Quoted passage:

>> start

Using FastTrackPy and aligned-textgrid

Last semester, I spent time co-developing some python packages:

aligned-textgrid with Christian Brickhouse
fasttrackpy with Santiago Barreda

So, I thought I’d share a little walkthrough of a cool way to use them. They can both be installed with pip.

bash

pip install fastttrackpy
pip install aligned-textgrid

FastTrackPy

fasttrackpy (Fruehwald and Barreda 2023) is a python implementation of Santiago Barreda’s Praat plugin (Barreda 2021). Right now, its design is really geared towards command line usage, and has three different subcommands

fasttrack audio
- This will run fasttrack on a single audio file or a directory of audio files
fasttrack audio-textgrid
- This will run fasttrack on an (audio, textgrid) tuple
fasttrack corpus
- This will run fasttrack on a corpus of paired audio + textgrid files

You can check out the docs for all of the processing options. I’ll be using a config file that looks like this:

yaml

# config.yml
corpus: data/corpus/
output: data/results/formants.csv
entry-classes: "Word|Phone"
target-tier: Phone
target-labels: "[AEIOU]"
min-duration: 0.05
min-max-formant: 4000
max-max-formant: 7000
nstep: 20
which-output: winner
data-output: formants

Some of these settings are just the defaults, but I’m just illustrating the kind of things you could do. To run it:

bash

fasttrack corpus --config config.yml

On my laptop, it got formant estimates for 339 vowels in about 18 seconds.

Looking at the data

Let’s get R up and running

Setup libraries

source(here::here("_defaults.R"))
library(tidyverse)
library(mgcv)
library(marginaleffects)
library(gt)
library(reticulate)
library(khroma)
library(geomtextpath)
library(downlit)
library(xml2)

vowel_data <- read_csv("data/results/formants.csv")

>> end

Objective 1:
Answer these questions about the FastTrackPy walkthrough:
(a) Who co-developed fasttrackpy with the author?
(b) What value does the config file give for max-max-formant?
(c) How many vowels got formant estimates on the author's laptop, and in about how long?

[A run of records]

>> start

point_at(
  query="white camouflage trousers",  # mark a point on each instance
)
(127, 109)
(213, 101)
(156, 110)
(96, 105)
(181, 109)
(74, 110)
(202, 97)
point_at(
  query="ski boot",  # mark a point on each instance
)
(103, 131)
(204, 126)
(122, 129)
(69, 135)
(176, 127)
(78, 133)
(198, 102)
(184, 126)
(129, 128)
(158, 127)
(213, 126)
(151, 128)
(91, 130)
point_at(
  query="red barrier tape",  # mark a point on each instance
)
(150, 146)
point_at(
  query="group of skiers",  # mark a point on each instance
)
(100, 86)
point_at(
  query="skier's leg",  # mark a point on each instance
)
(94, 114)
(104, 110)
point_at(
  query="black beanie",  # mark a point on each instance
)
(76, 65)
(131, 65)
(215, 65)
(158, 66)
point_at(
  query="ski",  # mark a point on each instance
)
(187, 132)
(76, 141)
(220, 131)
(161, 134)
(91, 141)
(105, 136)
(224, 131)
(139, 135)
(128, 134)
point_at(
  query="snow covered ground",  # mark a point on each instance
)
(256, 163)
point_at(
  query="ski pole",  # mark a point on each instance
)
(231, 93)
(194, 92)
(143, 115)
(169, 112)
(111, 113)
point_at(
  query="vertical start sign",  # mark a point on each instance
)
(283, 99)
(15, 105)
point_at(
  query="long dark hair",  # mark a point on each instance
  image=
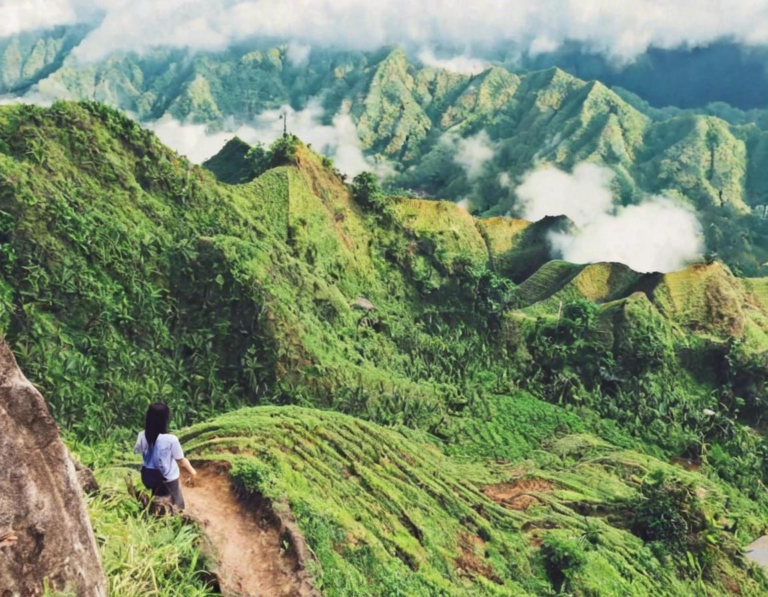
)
(158, 415)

>> end

Objective 2:
List every line of the rows that contains the string "mark".

Expected output 1:
(a) Santiago Barreda
(b) 7000
(c) 339 vowels, in about 18 seconds

Expected output 2:
  query="white camouflage trousers",  # mark a point on each instance
  query="ski boot",  # mark a point on each instance
  query="red barrier tape",  # mark a point on each instance
  query="group of skiers",  # mark a point on each instance
  query="skier's leg",  # mark a point on each instance
  query="black beanie",  # mark a point on each instance
  query="ski",  # mark a point on each instance
  query="snow covered ground",  # mark a point on each instance
  query="ski pole",  # mark a point on each instance
  query="vertical start sign",  # mark a point on each instance
  query="long dark hair",  # mark a point on each instance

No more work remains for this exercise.